Instructions for the task | When you answer, give every record back exactly as written.

=====

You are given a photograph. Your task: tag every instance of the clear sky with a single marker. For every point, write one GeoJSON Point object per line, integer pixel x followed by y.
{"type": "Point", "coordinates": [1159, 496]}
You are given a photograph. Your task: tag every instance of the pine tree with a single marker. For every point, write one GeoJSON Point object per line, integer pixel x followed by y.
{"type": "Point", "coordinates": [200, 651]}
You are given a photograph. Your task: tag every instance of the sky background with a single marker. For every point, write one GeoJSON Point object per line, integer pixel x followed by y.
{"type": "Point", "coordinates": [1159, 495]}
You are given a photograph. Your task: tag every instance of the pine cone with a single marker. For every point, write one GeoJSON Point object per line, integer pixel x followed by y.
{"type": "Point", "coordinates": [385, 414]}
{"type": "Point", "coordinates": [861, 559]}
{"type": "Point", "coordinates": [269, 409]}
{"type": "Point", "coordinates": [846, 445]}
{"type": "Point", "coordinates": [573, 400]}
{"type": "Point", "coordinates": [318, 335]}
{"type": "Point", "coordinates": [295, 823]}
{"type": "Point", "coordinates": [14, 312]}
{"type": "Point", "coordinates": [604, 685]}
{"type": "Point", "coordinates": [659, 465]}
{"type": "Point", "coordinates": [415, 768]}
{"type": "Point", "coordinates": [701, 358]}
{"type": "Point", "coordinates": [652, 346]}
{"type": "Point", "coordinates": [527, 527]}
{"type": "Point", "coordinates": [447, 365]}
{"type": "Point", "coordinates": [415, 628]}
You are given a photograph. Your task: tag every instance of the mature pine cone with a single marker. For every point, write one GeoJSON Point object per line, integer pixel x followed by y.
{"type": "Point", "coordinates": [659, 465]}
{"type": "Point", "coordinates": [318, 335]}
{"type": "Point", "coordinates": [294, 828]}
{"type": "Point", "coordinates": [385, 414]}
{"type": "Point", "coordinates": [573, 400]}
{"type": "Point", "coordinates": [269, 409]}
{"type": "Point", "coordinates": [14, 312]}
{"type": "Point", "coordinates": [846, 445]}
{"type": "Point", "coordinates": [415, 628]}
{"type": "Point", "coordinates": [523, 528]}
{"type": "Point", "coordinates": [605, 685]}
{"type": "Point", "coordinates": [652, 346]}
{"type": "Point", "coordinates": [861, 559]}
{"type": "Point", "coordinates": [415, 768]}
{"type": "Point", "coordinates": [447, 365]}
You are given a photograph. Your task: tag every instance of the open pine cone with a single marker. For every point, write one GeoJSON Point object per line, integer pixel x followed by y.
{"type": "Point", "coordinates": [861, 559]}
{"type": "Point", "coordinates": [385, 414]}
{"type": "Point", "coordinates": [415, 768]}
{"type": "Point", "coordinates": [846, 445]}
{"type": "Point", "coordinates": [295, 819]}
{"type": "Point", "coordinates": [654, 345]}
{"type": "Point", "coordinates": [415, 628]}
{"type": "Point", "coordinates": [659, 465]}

=====

Answer to this exercise |
You are given a photograph. Your task: tag every instance of the clear sky with a single marker. For every point, write one GeoJSON Point object per line, integer pixel x followed by y.
{"type": "Point", "coordinates": [1159, 496]}
You are given a photograph. Your task: tag every instance of the pine tree with a single marker. For every point, write one GeoJSON Point object per line, integer pixel x followed by y.
{"type": "Point", "coordinates": [200, 651]}
You are given a photograph. Your task: tag every instance of the sky background with a single marker. For every point, write one GeoJSON Point object per line, integer pixel x followed by y.
{"type": "Point", "coordinates": [1159, 495]}
You are given a photograph. Your task: tag every instance of the pine cone with a single marker. For every point, write one GeoJSON Point object per line, integer pixel x followed by y.
{"type": "Point", "coordinates": [385, 414]}
{"type": "Point", "coordinates": [861, 559]}
{"type": "Point", "coordinates": [269, 409]}
{"type": "Point", "coordinates": [846, 445]}
{"type": "Point", "coordinates": [573, 400]}
{"type": "Point", "coordinates": [318, 335]}
{"type": "Point", "coordinates": [295, 823]}
{"type": "Point", "coordinates": [14, 312]}
{"type": "Point", "coordinates": [604, 685]}
{"type": "Point", "coordinates": [659, 465]}
{"type": "Point", "coordinates": [415, 768]}
{"type": "Point", "coordinates": [701, 358]}
{"type": "Point", "coordinates": [652, 346]}
{"type": "Point", "coordinates": [527, 527]}
{"type": "Point", "coordinates": [447, 365]}
{"type": "Point", "coordinates": [415, 628]}
You are given a photograph. Your task: tag every instance of the mature pine cone with a single marker. For every point, write one GeoJSON Point object per line, integer pixel x followed by y.
{"type": "Point", "coordinates": [659, 465]}
{"type": "Point", "coordinates": [318, 335]}
{"type": "Point", "coordinates": [294, 828]}
{"type": "Point", "coordinates": [385, 414]}
{"type": "Point", "coordinates": [573, 400]}
{"type": "Point", "coordinates": [269, 409]}
{"type": "Point", "coordinates": [14, 312]}
{"type": "Point", "coordinates": [846, 445]}
{"type": "Point", "coordinates": [415, 628]}
{"type": "Point", "coordinates": [523, 528]}
{"type": "Point", "coordinates": [605, 685]}
{"type": "Point", "coordinates": [652, 346]}
{"type": "Point", "coordinates": [861, 559]}
{"type": "Point", "coordinates": [415, 768]}
{"type": "Point", "coordinates": [447, 365]}
You are given a photograph. Your task: tag every instance of the open pine cone with a single marker. For every point, write one GeoJSON Point object per line, integer pixel x followed by y.
{"type": "Point", "coordinates": [861, 559]}
{"type": "Point", "coordinates": [385, 414]}
{"type": "Point", "coordinates": [415, 768]}
{"type": "Point", "coordinates": [846, 445]}
{"type": "Point", "coordinates": [295, 819]}
{"type": "Point", "coordinates": [654, 345]}
{"type": "Point", "coordinates": [415, 628]}
{"type": "Point", "coordinates": [659, 465]}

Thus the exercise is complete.